# [WORK TO DO]
Copy each of the following records word for word, keeping their order.

# [DATA FOR PROCESSING]
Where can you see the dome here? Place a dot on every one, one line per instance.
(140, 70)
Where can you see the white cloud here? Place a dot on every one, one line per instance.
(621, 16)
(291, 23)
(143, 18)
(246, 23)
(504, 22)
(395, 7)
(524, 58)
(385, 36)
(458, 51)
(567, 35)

# [CORRECT RESPONSE]
Where can you see the dome here? Place a dot on every one, one line per instance.
(140, 70)
Where can you see the white cloud here? Place a dot on every one, one line per instance.
(621, 16)
(291, 23)
(143, 18)
(246, 23)
(504, 22)
(395, 7)
(524, 58)
(385, 36)
(458, 51)
(567, 35)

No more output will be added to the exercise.